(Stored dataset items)
• • • • • • •
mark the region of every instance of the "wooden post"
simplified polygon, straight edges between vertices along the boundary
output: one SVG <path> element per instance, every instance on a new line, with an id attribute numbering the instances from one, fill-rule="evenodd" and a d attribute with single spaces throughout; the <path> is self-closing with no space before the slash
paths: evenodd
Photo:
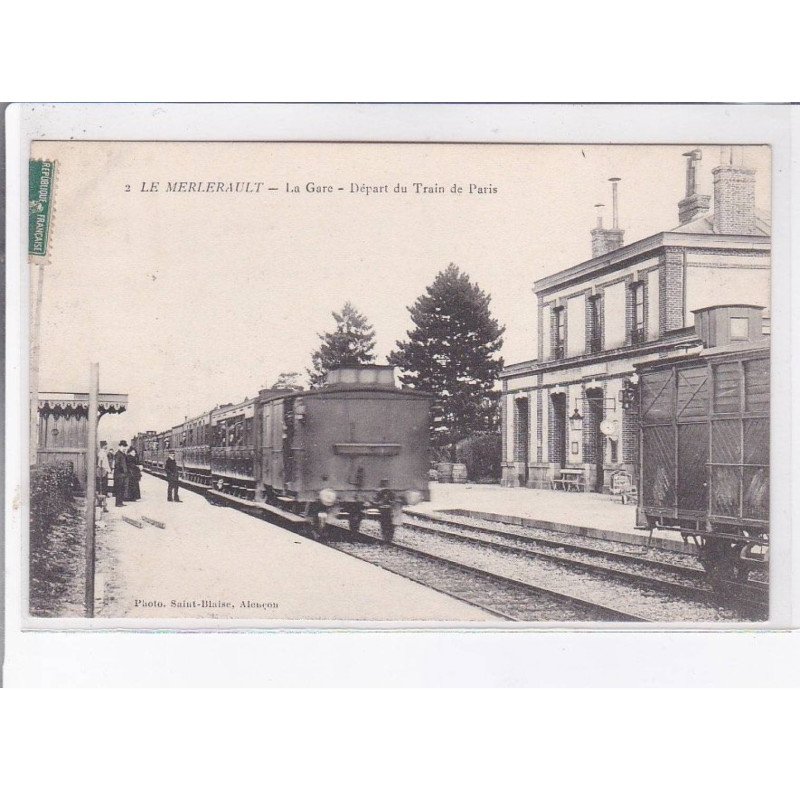
<path id="1" fill-rule="evenodd" d="M 89 378 L 89 425 L 86 442 L 86 616 L 94 617 L 94 517 L 97 474 L 97 395 L 100 365 L 93 363 Z"/>
<path id="2" fill-rule="evenodd" d="M 33 465 L 36 463 L 37 450 L 39 448 L 39 339 L 42 325 L 42 294 L 44 292 L 44 267 L 41 264 L 33 264 L 33 269 L 37 273 L 36 295 L 31 305 L 31 351 L 30 351 L 30 374 L 29 387 L 31 391 L 31 419 L 30 419 L 30 442 L 29 461 Z"/>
• • • • • • •
• **Exercise**: Down to the last line, set down the data above exactly, and omit all images.

• **Exercise output**:
mark the region of every instance of the "wooden post"
simplified polygon, straight edges between vertices along the boundary
output: one SVG <path> element per instance, every instance on a new line, with an id attribute numbering the instances from one, fill-rule="evenodd" and a d attribute with single spaces throughout; the <path> is self-closing with no space before the slash
paths: evenodd
Photo:
<path id="1" fill-rule="evenodd" d="M 89 378 L 89 425 L 86 442 L 86 616 L 94 617 L 94 517 L 97 474 L 97 395 L 100 365 L 93 363 Z"/>
<path id="2" fill-rule="evenodd" d="M 33 465 L 36 463 L 37 450 L 39 448 L 39 339 L 42 325 L 42 294 L 44 292 L 44 267 L 41 264 L 33 264 L 33 269 L 37 273 L 36 295 L 31 305 L 31 351 L 30 351 L 30 374 L 29 387 L 31 391 L 31 419 L 30 419 L 30 442 L 29 461 Z"/>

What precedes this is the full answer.